Exercise:
Gather every line in the records below that contains the word "front" and copy each of those lines in full.

Items:

========================================

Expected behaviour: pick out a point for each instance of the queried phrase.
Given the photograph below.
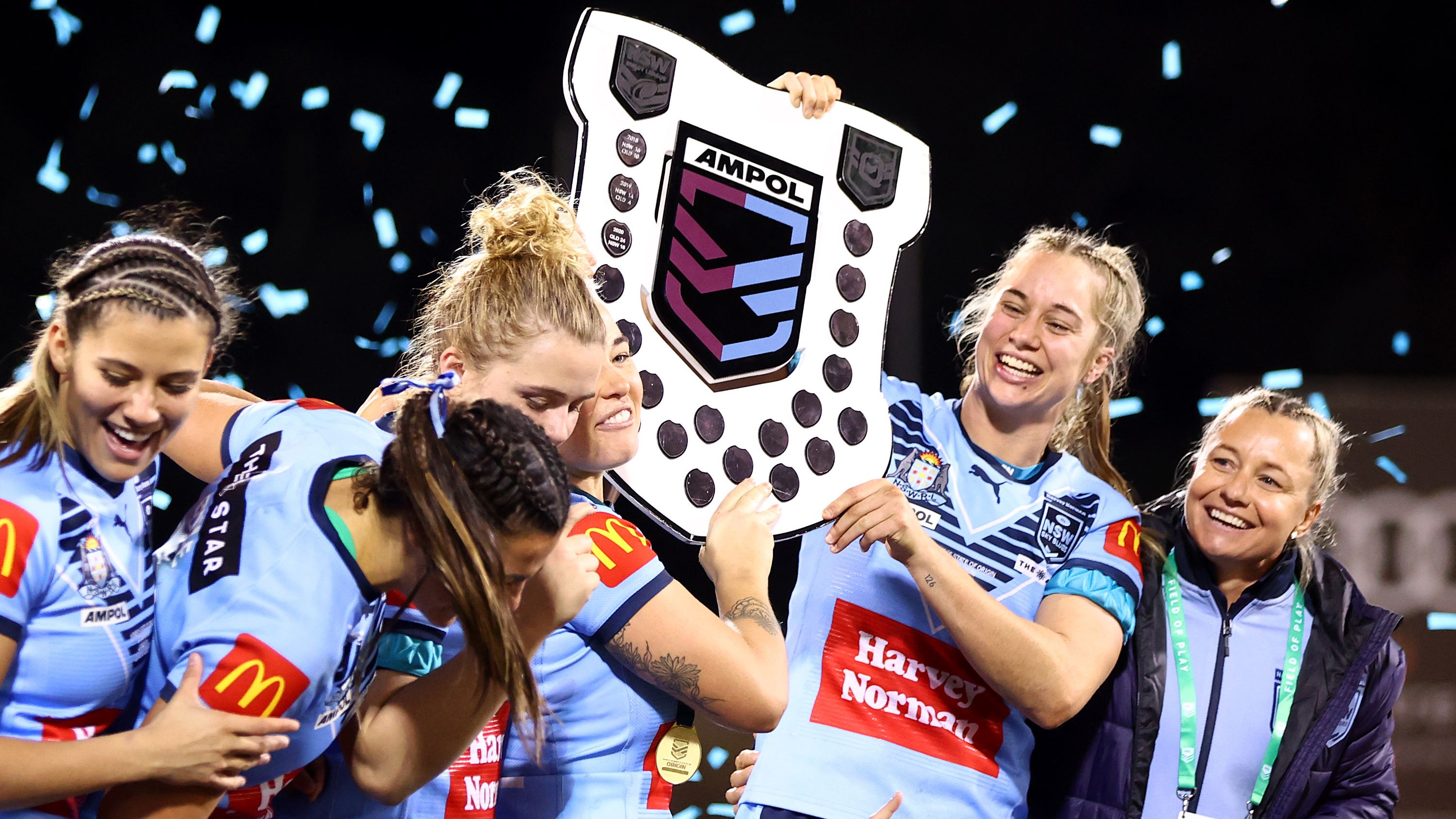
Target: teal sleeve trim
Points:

========================================

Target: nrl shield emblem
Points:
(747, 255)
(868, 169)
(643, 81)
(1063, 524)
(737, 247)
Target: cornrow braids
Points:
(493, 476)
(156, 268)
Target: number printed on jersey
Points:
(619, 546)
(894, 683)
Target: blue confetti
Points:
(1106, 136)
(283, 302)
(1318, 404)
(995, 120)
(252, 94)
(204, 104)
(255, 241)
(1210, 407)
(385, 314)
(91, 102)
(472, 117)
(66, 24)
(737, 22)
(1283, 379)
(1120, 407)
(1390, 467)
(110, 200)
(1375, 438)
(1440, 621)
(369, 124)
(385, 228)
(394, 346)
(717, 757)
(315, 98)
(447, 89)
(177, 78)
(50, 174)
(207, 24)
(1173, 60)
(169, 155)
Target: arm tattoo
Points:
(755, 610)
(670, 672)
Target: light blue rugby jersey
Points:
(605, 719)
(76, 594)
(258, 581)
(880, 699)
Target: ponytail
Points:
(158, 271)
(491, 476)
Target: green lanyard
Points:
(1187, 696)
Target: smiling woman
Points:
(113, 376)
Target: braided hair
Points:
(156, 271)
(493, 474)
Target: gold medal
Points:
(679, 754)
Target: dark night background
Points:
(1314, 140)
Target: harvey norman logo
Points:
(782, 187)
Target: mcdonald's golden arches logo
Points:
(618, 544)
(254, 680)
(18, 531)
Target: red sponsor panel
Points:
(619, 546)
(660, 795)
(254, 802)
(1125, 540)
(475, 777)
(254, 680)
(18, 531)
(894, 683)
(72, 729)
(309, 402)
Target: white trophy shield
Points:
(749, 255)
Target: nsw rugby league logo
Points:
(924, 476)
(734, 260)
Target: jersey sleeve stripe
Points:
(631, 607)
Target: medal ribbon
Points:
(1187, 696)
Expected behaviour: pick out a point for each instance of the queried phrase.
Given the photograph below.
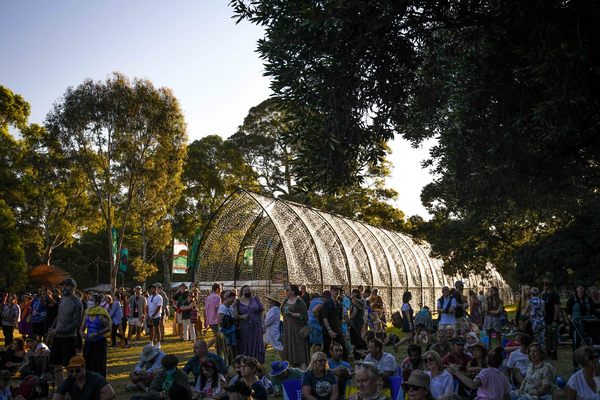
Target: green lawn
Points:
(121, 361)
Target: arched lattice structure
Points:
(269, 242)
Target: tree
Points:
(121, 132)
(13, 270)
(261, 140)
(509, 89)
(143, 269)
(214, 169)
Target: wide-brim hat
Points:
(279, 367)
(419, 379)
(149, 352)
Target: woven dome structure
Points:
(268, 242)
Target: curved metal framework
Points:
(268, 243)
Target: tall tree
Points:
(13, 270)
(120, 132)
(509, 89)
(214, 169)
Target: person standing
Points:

========================================

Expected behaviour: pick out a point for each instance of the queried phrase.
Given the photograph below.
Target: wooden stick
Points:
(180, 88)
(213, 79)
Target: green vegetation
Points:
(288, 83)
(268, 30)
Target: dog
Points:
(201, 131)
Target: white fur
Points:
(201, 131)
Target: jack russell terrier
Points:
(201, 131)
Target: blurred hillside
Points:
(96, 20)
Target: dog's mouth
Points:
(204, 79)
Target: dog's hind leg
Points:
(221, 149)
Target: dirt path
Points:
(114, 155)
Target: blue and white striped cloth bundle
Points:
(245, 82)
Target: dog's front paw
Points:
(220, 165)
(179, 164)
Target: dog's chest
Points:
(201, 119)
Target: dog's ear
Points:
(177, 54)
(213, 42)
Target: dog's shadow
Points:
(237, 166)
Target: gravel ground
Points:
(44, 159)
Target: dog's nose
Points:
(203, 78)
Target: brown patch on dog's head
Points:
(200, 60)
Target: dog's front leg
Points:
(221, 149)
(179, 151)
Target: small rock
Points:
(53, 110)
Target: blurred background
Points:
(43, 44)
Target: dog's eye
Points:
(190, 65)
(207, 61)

========================================

Exercise result:
Target: dog's front paw
Target: dog's front leg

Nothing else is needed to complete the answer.